== Document segment ==

Thursday, June 9, 2011

Extraverts More Likely to Believe in Free Will

Miller-McCune
June 8, 2011

Philosophers’ views on freedom and moral responsibility are influenced by inherited personality traits. If they can’t be objective, can anyone?

Philosophers are trained to think things through logically and reach conclusions based solely on reason. But as science provides increasing evidence for the interconnectivity of mind, body and emotions, is that sort of intellectual objectivity truly possible?

A newly published study suggests the answer is no — at least when it comes to addressing one fundamental issue. It finds deep thinkers with a specific type of personality — warm and extraverted — are more likely to believe that free will remains a viable concept, even in the light of research suggesting our behavior is largely determined by unconscious impulses.

===

Answer these questions about the article on extraverts and free will:
1. Which publication is credited, and with what date?
2. According to the article, what are philosophers trained to do?
3. Which type of personality does the study link with believing that free will remains a viable concept?

== Data segment ==

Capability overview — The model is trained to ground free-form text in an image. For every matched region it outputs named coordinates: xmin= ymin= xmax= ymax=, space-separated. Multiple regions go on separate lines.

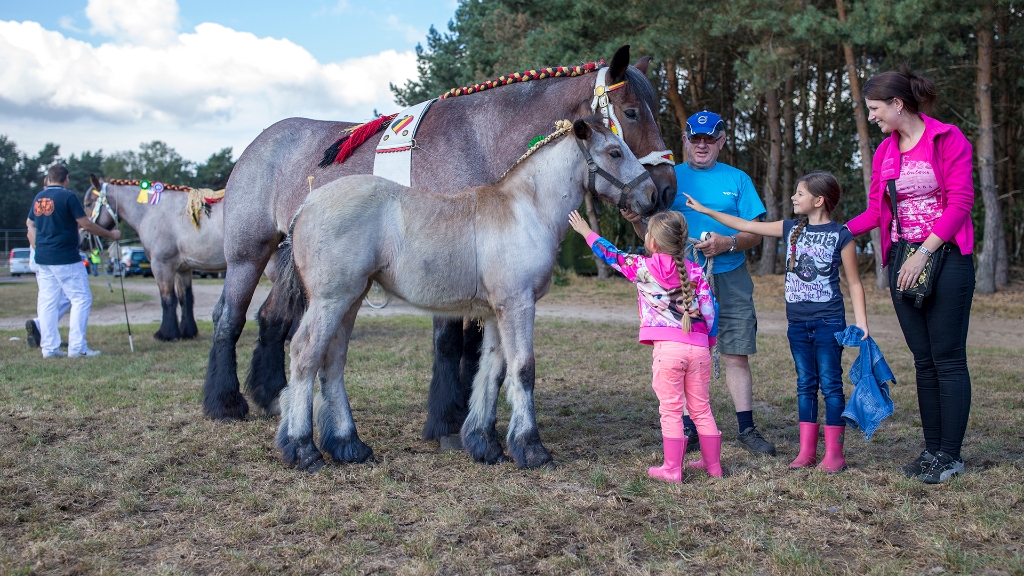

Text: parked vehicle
xmin=10 ymin=248 xmax=32 ymax=276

===

§ Exercise solution
1. Miller-McCune, June 8, 2011.
2. To think things through logically and reach conclusions based solely on reason.
3. A warm and extraverted personality.